== Exercise data

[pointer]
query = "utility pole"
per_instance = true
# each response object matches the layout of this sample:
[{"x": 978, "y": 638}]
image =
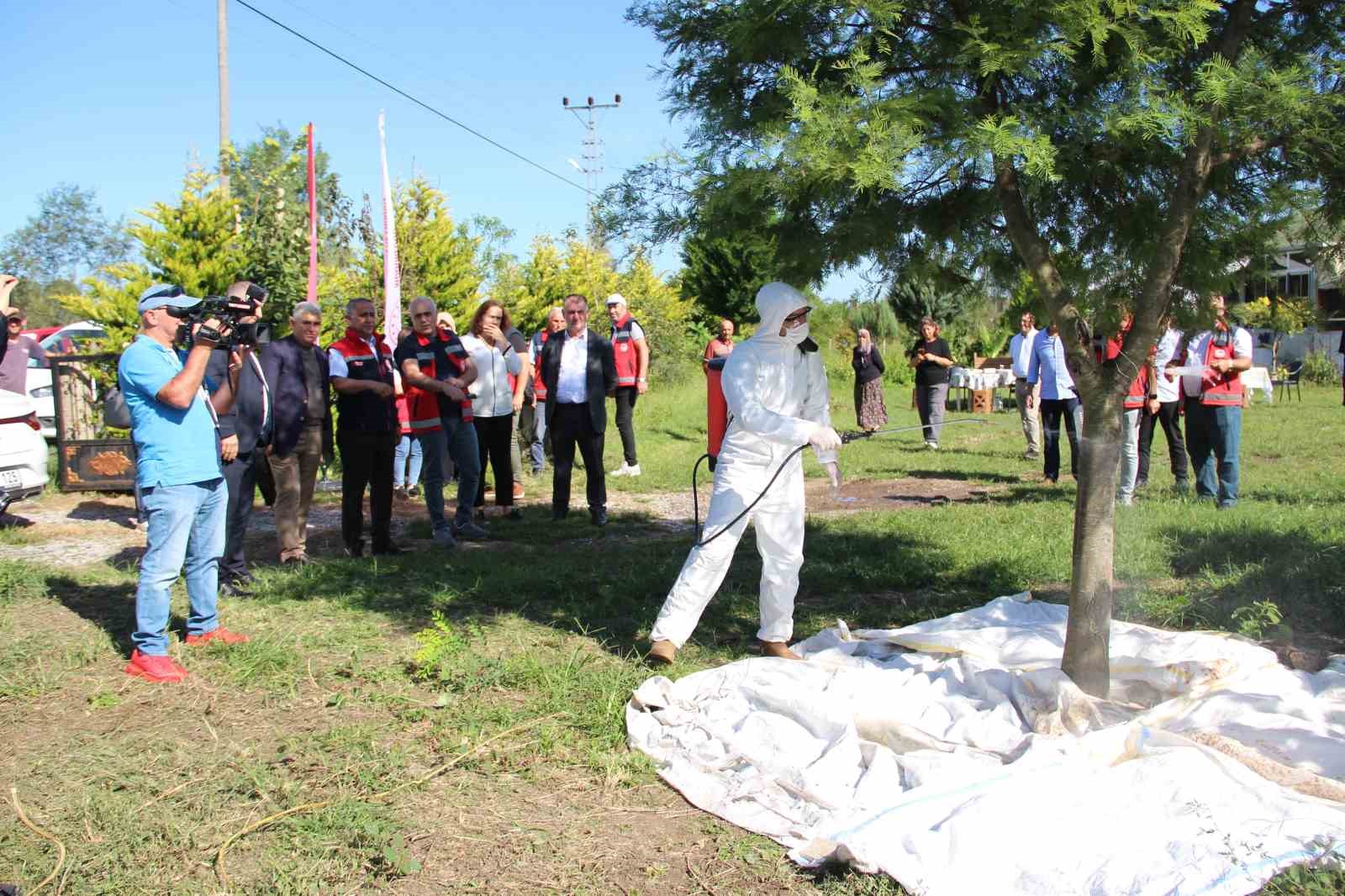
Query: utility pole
[
  {"x": 592, "y": 166},
  {"x": 222, "y": 26}
]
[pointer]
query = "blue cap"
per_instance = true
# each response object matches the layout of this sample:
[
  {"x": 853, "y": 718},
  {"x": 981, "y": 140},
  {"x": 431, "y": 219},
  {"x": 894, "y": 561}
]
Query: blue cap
[{"x": 163, "y": 295}]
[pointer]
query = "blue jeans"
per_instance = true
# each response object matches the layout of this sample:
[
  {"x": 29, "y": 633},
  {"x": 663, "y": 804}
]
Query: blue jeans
[
  {"x": 461, "y": 440},
  {"x": 1052, "y": 412},
  {"x": 408, "y": 447},
  {"x": 186, "y": 535},
  {"x": 537, "y": 448},
  {"x": 1214, "y": 435},
  {"x": 434, "y": 445}
]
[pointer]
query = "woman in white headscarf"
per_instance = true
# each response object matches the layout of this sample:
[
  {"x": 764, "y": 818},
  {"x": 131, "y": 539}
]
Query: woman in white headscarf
[
  {"x": 778, "y": 397},
  {"x": 869, "y": 408}
]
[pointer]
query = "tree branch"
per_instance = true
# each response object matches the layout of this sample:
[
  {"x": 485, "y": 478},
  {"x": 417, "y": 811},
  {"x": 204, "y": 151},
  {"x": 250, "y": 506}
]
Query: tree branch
[{"x": 1248, "y": 148}]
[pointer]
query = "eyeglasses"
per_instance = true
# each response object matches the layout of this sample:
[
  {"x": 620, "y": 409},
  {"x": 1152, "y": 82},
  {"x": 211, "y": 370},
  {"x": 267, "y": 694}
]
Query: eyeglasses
[{"x": 166, "y": 293}]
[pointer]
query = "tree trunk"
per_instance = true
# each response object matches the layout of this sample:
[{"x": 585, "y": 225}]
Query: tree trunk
[{"x": 1091, "y": 580}]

====

* _Work instructions_: Leave the pictures behind and repeat each entry exactly.

* _Task result_:
[pointer]
query = "utility pole"
per_instance = true
# each response object matches the layout of this sample:
[{"x": 978, "y": 638}]
image =
Query: utility pole
[
  {"x": 592, "y": 166},
  {"x": 222, "y": 26}
]
[pointer]
query = "blue cap"
per_instance = true
# each response object matches the layout of this sample:
[
  {"x": 853, "y": 718},
  {"x": 981, "y": 140},
  {"x": 431, "y": 219},
  {"x": 894, "y": 561}
]
Query: blue cap
[{"x": 163, "y": 295}]
[pointer]
query = "blue jeans"
per_instance = true
# each response object matches the layout of this sample:
[
  {"x": 29, "y": 633},
  {"x": 663, "y": 804}
]
Query: blue jeans
[
  {"x": 461, "y": 440},
  {"x": 1052, "y": 412},
  {"x": 408, "y": 447},
  {"x": 186, "y": 535},
  {"x": 537, "y": 448},
  {"x": 1214, "y": 435},
  {"x": 434, "y": 445}
]
[pointer]
query = "woman in white headscarf"
per_instance = true
# each response object matches the layout of this sample:
[
  {"x": 764, "y": 818},
  {"x": 131, "y": 539}
]
Query: woman in white headscarf
[
  {"x": 778, "y": 397},
  {"x": 869, "y": 408}
]
[pointer]
query = "tree branch"
per_instance = true
# each response object matches the layout of this sample:
[
  {"x": 485, "y": 478},
  {"x": 417, "y": 811},
  {"x": 204, "y": 151},
  {"x": 250, "y": 506}
]
Query: tree branch
[{"x": 1248, "y": 148}]
[pointer]
query = "eyeglasses"
per_instance = true
# each response object matches the layout of this sample:
[
  {"x": 620, "y": 409},
  {"x": 1152, "y": 82},
  {"x": 211, "y": 370},
  {"x": 267, "y": 694}
]
Query: eyeglasses
[{"x": 166, "y": 293}]
[pointer]
query = "tree trunk"
per_instance = true
# each response object matches the layout of this sample:
[{"x": 585, "y": 225}]
Query: tree trunk
[{"x": 1091, "y": 580}]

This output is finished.